**EXERCISE DETAILS:**
Starting from the first line below, count the lines carrying the string "block" and answer with the count by itself.

**STUDY MATERIAL:**
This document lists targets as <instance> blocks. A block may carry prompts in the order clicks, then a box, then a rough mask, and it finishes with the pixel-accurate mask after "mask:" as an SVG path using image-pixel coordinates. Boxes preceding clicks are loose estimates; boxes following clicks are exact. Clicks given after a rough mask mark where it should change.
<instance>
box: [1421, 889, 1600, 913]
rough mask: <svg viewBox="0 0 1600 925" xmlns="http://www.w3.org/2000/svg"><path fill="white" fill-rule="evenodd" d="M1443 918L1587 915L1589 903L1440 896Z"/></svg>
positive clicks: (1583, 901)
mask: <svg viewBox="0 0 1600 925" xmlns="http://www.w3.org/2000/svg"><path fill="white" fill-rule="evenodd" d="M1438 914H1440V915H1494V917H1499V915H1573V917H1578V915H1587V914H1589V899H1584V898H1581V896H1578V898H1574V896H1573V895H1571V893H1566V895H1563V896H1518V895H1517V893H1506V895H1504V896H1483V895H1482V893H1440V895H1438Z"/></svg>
--
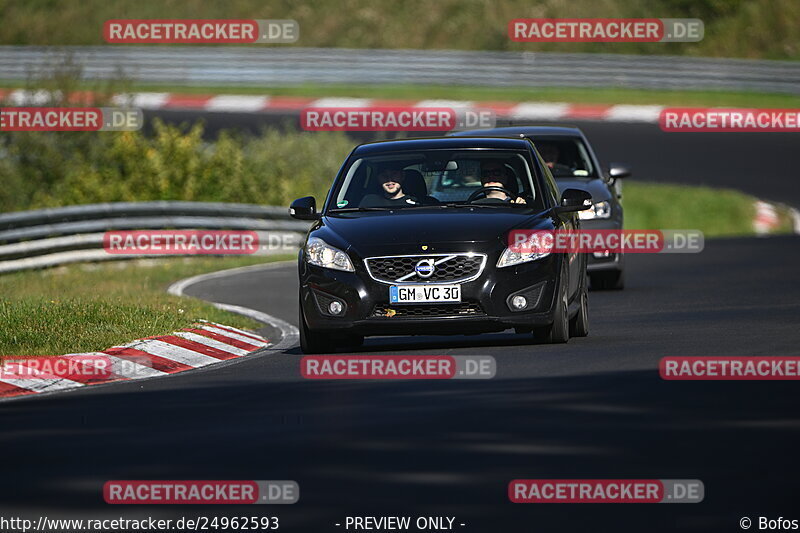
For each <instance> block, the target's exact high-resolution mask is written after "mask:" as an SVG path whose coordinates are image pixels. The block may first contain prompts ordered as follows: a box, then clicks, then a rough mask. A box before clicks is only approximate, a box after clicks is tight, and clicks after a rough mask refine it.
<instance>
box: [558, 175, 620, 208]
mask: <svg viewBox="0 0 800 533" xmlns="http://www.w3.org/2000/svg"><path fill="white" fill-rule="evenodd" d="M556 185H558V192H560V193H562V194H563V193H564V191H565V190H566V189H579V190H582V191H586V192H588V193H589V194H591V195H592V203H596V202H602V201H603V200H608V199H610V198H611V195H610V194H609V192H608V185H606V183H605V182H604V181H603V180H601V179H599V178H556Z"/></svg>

**RESPONSE TO THIS TASK:**
2